Do this: Output, word for word, every line from the line with "Draw the outline of every instance of the second" through the final line of the data below.

:: Dataset content ::

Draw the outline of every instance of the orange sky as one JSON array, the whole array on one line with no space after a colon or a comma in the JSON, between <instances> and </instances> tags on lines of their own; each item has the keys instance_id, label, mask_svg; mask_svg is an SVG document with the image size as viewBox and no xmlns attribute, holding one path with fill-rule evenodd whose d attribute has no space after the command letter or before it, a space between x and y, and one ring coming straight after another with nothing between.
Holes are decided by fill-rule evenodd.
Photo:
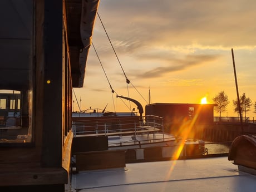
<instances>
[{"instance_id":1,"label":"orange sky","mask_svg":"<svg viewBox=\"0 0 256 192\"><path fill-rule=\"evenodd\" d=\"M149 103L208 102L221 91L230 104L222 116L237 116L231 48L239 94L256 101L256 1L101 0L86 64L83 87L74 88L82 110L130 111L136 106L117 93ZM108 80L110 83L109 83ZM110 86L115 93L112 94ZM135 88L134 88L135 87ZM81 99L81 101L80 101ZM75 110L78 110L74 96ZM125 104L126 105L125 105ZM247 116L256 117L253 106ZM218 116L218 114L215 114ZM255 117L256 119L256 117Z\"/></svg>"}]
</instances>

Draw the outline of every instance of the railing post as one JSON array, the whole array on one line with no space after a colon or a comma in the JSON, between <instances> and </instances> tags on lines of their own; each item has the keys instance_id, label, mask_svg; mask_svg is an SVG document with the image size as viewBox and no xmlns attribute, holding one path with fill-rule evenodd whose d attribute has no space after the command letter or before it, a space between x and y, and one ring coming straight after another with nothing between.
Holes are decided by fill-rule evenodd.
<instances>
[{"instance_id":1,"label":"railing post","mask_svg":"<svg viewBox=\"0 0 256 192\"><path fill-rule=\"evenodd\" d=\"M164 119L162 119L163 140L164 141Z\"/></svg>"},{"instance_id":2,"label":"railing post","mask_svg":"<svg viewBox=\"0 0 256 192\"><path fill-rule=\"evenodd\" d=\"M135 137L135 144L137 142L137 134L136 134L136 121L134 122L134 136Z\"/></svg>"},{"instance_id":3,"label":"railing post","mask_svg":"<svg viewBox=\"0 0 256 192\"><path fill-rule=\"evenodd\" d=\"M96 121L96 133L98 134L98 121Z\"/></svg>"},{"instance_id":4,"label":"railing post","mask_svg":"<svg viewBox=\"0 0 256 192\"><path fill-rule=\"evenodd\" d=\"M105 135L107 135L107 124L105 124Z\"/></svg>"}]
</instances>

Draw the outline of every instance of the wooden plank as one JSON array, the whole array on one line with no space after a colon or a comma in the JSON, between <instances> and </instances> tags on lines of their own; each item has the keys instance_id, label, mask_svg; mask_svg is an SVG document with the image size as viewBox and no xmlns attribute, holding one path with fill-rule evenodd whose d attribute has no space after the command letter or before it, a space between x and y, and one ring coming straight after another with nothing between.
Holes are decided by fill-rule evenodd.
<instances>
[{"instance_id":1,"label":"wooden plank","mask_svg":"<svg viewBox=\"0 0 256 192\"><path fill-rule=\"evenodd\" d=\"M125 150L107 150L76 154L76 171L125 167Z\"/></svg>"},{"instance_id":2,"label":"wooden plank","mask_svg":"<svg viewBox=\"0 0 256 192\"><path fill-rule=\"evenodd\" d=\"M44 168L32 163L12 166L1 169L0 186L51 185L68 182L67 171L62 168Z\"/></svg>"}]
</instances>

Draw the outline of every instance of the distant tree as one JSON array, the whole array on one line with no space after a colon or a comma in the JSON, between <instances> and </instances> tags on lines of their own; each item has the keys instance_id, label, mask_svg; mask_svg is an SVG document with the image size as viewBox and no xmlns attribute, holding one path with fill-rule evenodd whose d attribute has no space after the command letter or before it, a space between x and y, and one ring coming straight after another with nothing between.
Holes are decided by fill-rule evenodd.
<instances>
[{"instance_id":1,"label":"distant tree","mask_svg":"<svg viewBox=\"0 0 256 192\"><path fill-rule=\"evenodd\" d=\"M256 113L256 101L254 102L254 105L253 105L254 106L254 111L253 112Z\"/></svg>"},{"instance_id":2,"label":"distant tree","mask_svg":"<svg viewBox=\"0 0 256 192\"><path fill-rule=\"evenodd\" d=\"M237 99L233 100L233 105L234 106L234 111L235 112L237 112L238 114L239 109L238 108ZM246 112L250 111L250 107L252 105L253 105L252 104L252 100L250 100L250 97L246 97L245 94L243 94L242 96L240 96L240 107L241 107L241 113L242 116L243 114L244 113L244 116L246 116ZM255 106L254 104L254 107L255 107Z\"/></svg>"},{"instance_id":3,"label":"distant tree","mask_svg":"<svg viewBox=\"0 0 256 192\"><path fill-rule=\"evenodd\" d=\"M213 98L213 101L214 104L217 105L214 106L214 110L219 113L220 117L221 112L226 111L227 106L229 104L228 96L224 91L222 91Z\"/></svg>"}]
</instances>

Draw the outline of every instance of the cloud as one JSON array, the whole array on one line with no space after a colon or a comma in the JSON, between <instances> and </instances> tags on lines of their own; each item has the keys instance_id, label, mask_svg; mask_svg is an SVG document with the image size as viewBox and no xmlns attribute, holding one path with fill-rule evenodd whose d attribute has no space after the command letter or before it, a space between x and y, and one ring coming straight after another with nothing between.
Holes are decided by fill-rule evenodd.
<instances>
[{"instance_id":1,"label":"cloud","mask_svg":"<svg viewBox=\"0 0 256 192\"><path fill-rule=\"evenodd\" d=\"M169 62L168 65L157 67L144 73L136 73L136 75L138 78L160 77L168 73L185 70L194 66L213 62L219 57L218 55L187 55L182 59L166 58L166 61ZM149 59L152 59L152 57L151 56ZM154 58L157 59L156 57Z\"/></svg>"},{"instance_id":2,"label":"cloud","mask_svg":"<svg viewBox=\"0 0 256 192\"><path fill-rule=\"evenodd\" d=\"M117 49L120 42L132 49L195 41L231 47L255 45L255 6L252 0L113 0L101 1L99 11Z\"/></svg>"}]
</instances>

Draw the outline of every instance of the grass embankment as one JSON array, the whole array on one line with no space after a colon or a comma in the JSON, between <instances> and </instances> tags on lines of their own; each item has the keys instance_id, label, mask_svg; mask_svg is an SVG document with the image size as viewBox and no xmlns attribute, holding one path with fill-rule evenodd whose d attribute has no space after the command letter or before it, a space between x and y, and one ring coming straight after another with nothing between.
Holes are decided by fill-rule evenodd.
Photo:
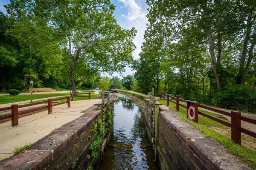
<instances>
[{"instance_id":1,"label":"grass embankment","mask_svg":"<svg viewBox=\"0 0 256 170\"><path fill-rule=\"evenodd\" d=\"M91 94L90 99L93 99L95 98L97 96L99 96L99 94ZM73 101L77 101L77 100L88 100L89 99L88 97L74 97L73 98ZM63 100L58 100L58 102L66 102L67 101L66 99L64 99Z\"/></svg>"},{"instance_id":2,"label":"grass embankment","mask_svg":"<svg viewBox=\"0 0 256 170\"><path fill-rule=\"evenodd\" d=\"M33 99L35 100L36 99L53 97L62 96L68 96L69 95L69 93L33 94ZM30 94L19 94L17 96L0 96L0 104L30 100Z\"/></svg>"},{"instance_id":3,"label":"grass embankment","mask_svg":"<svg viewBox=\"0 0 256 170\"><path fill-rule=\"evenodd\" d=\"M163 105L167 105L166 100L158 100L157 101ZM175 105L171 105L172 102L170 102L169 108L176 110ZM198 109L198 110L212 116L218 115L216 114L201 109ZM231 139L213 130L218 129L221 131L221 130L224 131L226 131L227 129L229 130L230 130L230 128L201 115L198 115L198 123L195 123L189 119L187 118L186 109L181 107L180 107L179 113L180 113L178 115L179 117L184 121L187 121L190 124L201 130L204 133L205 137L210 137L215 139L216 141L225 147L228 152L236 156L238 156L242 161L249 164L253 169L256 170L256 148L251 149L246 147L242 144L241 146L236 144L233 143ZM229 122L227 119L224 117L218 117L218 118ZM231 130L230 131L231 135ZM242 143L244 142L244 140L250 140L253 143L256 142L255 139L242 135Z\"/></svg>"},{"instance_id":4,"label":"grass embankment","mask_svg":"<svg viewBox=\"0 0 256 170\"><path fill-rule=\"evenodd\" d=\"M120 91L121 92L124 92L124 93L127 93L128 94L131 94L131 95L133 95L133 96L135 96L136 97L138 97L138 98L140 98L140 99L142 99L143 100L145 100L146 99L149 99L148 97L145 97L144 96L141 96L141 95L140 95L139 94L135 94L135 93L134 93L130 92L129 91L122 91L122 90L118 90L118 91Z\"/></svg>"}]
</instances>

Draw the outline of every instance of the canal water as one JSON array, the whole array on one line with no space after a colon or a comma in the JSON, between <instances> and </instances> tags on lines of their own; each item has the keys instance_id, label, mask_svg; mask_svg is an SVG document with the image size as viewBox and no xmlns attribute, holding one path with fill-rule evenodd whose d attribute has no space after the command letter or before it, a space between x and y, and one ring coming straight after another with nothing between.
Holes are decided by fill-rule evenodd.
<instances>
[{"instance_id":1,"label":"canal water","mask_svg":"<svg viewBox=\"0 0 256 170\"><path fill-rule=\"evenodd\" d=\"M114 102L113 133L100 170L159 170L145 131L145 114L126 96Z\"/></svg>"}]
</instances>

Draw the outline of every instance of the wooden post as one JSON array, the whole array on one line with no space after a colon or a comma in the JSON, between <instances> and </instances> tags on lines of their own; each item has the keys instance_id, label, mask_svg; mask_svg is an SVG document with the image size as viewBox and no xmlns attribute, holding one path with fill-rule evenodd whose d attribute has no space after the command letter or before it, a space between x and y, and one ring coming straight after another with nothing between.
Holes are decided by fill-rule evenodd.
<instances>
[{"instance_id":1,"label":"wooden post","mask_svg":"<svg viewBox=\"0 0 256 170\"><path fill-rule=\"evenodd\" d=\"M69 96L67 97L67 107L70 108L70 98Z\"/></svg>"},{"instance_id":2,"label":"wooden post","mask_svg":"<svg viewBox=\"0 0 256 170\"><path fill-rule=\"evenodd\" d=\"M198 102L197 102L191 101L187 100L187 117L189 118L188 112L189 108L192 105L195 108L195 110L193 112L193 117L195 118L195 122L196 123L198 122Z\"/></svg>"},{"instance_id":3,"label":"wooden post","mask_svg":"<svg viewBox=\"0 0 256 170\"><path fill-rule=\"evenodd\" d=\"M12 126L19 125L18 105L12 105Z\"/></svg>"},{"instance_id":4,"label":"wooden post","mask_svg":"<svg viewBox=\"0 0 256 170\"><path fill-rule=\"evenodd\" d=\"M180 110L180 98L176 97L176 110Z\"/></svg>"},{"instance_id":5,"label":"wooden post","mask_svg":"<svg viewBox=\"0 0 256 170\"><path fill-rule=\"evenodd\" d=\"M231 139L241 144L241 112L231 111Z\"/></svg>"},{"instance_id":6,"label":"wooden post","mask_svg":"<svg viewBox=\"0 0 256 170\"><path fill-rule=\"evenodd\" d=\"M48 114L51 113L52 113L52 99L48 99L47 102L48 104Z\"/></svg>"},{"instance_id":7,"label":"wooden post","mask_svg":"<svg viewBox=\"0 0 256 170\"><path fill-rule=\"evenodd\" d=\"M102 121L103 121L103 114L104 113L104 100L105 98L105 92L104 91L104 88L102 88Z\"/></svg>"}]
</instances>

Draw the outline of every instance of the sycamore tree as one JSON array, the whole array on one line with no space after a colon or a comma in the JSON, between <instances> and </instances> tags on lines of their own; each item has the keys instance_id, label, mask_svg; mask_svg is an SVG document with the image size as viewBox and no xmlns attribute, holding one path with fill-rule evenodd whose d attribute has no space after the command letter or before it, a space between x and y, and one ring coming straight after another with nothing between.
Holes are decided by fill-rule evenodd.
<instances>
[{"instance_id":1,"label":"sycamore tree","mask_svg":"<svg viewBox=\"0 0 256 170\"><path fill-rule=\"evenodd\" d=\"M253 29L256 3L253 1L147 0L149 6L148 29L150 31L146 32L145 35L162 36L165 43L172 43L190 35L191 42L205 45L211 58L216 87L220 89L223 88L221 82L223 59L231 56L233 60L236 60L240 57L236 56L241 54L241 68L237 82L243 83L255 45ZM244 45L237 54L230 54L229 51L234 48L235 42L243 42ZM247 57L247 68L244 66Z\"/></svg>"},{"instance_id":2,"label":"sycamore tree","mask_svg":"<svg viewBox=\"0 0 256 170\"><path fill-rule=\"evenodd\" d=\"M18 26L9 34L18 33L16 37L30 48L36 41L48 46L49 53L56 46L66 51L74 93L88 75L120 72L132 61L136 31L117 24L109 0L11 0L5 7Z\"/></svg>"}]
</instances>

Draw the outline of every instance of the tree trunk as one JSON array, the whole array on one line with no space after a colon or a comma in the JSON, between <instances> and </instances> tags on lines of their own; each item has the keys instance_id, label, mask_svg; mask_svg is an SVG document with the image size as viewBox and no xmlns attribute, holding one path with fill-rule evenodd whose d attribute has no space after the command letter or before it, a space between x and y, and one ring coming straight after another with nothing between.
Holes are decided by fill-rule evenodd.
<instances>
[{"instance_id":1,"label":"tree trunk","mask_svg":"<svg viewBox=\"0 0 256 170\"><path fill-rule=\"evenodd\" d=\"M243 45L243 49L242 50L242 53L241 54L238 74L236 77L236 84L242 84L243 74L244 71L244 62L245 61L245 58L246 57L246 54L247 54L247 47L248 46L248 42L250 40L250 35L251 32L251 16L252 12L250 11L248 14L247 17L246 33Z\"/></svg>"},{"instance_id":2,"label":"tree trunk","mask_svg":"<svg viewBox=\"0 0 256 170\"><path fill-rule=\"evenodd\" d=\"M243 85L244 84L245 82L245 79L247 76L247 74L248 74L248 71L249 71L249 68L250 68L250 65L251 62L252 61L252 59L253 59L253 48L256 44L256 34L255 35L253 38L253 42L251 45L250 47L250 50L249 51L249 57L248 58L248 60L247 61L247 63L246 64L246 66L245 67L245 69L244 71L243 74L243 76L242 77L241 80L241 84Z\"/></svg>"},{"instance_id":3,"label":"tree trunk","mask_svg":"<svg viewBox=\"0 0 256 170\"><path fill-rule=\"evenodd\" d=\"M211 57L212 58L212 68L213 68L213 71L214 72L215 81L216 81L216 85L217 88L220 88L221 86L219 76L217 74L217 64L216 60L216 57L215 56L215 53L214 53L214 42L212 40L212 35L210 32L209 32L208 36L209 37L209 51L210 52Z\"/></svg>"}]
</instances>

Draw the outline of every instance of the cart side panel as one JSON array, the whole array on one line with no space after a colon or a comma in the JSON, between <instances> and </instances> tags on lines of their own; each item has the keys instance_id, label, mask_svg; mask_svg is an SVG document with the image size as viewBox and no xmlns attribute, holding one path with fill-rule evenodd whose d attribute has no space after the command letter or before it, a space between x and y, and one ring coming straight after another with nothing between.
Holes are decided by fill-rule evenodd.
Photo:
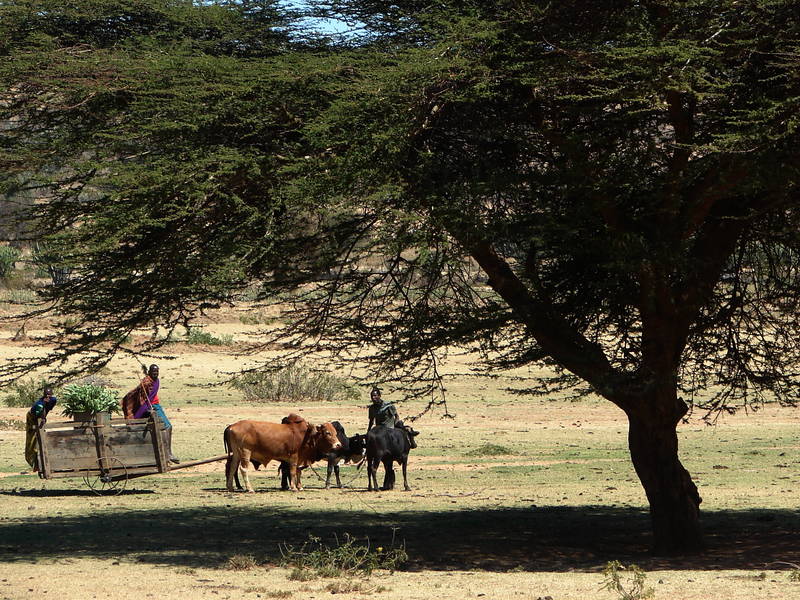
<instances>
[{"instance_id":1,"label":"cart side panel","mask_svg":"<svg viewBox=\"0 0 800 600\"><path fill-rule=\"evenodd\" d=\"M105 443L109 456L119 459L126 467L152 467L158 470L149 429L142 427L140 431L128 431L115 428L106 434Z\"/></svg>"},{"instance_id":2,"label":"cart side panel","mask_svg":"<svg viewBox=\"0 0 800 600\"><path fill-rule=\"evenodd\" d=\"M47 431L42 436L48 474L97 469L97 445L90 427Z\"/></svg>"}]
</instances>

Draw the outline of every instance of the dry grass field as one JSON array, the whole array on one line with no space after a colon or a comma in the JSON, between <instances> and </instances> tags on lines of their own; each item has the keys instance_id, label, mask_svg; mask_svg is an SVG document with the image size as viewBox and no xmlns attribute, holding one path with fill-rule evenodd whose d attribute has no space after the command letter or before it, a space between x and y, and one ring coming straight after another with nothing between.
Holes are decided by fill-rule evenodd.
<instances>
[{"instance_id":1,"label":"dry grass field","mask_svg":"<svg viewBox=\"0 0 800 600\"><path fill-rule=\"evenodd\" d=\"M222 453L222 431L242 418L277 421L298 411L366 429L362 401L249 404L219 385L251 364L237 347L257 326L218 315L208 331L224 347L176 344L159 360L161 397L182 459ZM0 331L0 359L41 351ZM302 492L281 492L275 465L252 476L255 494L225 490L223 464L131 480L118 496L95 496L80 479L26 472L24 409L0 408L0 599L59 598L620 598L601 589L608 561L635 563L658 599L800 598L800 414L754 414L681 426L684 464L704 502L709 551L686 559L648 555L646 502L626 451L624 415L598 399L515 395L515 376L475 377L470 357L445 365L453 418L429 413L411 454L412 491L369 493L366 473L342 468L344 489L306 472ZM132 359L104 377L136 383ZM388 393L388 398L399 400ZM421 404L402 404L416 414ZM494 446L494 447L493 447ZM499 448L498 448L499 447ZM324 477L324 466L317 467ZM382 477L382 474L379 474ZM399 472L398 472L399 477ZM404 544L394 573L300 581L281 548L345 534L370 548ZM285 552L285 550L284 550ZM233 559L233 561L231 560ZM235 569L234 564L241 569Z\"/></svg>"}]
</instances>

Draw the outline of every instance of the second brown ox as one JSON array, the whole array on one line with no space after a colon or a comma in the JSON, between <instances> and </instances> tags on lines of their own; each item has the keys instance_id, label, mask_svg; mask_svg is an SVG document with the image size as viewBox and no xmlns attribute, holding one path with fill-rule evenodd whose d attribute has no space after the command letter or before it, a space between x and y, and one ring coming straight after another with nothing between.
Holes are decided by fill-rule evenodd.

:::

Result of the task:
Draw the outline of every instance of the second brown ox as one JSON array, the whole array on one line with no space after a colon or a comma in the JSON, between <instances> and </instances> tags on lines of their own; each item has the keys instance_id, label, mask_svg; mask_svg is an SVG document with the image size as viewBox and no xmlns attribute, holding one path with fill-rule evenodd whose d attribute has no space after the command letter or before it, a space between x and y, and one ring coming straight after another with nothing between.
Holes are decided by fill-rule evenodd.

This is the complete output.